● WHAT YOU HAVE TO DO:
Here are some records. Copy each one exactly.

>> START

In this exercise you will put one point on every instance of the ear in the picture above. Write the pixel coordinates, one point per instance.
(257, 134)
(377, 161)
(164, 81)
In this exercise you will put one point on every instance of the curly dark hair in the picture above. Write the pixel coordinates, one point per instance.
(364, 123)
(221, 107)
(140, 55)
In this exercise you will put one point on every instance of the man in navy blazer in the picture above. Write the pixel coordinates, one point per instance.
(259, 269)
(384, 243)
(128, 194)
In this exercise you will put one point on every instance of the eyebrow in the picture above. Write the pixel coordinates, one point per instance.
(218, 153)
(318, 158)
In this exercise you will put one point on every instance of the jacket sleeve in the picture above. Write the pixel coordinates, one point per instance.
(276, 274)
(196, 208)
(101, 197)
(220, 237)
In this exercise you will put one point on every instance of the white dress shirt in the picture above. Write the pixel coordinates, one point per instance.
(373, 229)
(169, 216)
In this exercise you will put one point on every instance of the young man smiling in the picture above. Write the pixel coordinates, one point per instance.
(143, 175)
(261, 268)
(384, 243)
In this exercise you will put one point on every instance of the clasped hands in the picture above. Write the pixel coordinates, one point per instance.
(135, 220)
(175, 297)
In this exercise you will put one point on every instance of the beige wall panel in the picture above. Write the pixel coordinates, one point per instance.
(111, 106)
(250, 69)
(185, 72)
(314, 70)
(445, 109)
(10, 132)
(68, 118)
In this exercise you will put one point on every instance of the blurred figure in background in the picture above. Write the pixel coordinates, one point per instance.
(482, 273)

>> END

● SOLUTION:
In this exercise you will put one point on every instance of the ear in the picture above. Write the pixel coordinates, one point per instance.
(257, 134)
(377, 161)
(164, 81)
In this exercise you will put one point on every instance of the curly dark hair in the picture above. Write the pixel coordinates, one point per instance.
(364, 123)
(221, 107)
(140, 55)
In this exercise you will put one point on every instance of the man in navy blazer in the picture above. Write the pixel coordinates, one point per instance.
(259, 269)
(384, 243)
(128, 194)
In this exercise you will put one point on every instance of the eyebrow in the picture above. Write the pixel coordinates, one point per instance.
(218, 153)
(318, 158)
In this exercise you will put one point on every instance of the jacket sleeve in the picture above. Write the pixel coordinates, one point per instance.
(276, 274)
(196, 208)
(101, 197)
(220, 237)
In this exercise you will put one point on every instance of the white dress shirt in the picture above. Write the pixel coordinates, one point per instance.
(373, 229)
(169, 216)
In this exercise you will put one point on every instance of the young man smiling in the picture above. Write the pixel coordinates, one point per instance.
(143, 175)
(261, 268)
(384, 243)
In this exercise you will put one point on every instance of the clasped hands in the picture above. Write the pixel coordinates, one point per instance.
(135, 220)
(175, 297)
In this exercise you will put one point on every instance of the beige wall panel in the picture above. Write the pixel coordinates, one point per instance.
(111, 106)
(250, 69)
(185, 72)
(314, 70)
(445, 109)
(10, 132)
(68, 118)
In this exercise you will put one point on every instance of the blurred figure in background in the picture above. Write the pixel coordinates, one point per instance.
(482, 273)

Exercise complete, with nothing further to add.